**STATED PROBLEM 1**
Reproduce every one of the records below verbatim, keeping each line and character as it stands.

* begin SUPPLIED PASSAGE *

Issues when using FileX USB mass storage to write to certain types of USB drives - SSP 1.4, S7G2

I am using SSP 1.4 on and S7G2

I have been running into an issue with FIleX on USB Mass Storage which appears to be dependent on the type of USB drive that is connected. I set up a test that creates, opens, write and closes files repeatedly to test the timing and durability of writing to the USB drive.  Each file created and written is roughly 120kB to 180kB of logged data.  When I run the test on a 64GB USB 3.1 drive (Samsung BAR Plus) I have not experienced any issues, however when I run the same test with an inexpensive (No Brand Name) 128MB USB drive the thread will eventually hang, typically it fails to return from a fx_file_write.  I have tried multiple drives of the same type to see if it was just a bad USB device.  Most times I run the test I am able to write between 3-10 files before the process fails to complete, occasionally it has failed even on the first file, sometimes it’s completed 20 files without issue.

I understand that a filex operation may occasionally fail but since it never returns, I am unable to continue using the USB device and thread.  The thread is left in a “Semaphore Suspended” state.  Is there any recommendation on ways to keep the thread alive, retry or abort? 

The following is an overview of the process I have implemented

Opening the File -

  1. status = fx_media_space_available(g_fx_media0_ptr, &ulSpaceAvailable);
    • if ulSpaceAvailable < 512kB, I will not attempt to create the file
  2. status = fx_file_create(g_fx_media0_ptr, (char *)FileName);
  3. status = fx_file_open(g_fx_media0_ptr, ptrFile, (char *)FileName, FX_OPEN_FOR_WRITE);
  4. status = fx_file_write_notify_set(ptrFile, write_complete);
    • I have tried with and without setting the callback with no noticeable difference. The write notify set callback sets a bool flag “bWriteComplete = true”.
  5. status = fx_file_seek(ptrFile, 0);

If (status != FX_SUCCESS) from any of the previous commands I will stop the process and go to closing the file

Writing to File – This process will loop through up to 99 times to print out all of the log information.  The file buffer and write length can be up to 4096 bytes

  1. status = fx_file_allocate(ptrFile, ulWriteLength);
    • I have tried without and without file allocate with no noticeable difference
  2. bWriteComplete = false;
    • If the write notify callback is not set then I will skip this step
  3. status = fx_file_write(ptrFile, FileBuffer, ulWriteLength);
  4. while(bWriteComplete == false);
    • If the write notify callback is not set then I will skip this step

If (status != FX_SUCCESS) from any of the previous commands I will stop the process and go to closing the file

Closing File

  • status = fx_file_close(&ptrFile);
  • fx_media_flush(g_fx_media0_ptr);

I am using the USBHS Controller, the USB High Speed Interrupt Priority is set to 4, USBX Pool Memory Size is set to 65536.

* end SUPPLIED PASSAGE *

**STATED PROBLEM 2**
In the forum post above, which FileX functions are called in the numbered steps under "Opening the File"? List them in order.

* begin GIVEN INFORMATION *

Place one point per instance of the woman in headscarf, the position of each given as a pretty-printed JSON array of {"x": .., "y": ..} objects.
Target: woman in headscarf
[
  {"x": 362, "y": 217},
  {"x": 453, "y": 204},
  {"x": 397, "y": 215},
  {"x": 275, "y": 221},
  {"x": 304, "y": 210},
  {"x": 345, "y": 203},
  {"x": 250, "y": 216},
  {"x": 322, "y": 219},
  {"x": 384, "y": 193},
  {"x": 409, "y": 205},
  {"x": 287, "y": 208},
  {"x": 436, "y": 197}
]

* end GIVEN INFORMATION *

**WORKED SOLUTION 1**
Place one point per instance of the woman in headscarf, the position of each given as a pretty-printed JSON array of {"x": .., "y": ..} objects.
Target: woman in headscarf
[
  {"x": 362, "y": 217},
  {"x": 453, "y": 204},
  {"x": 397, "y": 215},
  {"x": 275, "y": 221},
  {"x": 304, "y": 210},
  {"x": 345, "y": 203},
  {"x": 250, "y": 216},
  {"x": 322, "y": 219},
  {"x": 384, "y": 193},
  {"x": 409, "y": 205},
  {"x": 287, "y": 208},
  {"x": 436, "y": 197}
]

**WORKED SOLUTION 2**
1. fx_media_space_available
2. fx_file_create
3. fx_file_open
4. fx_file_write_notify_set
5. fx_file_seek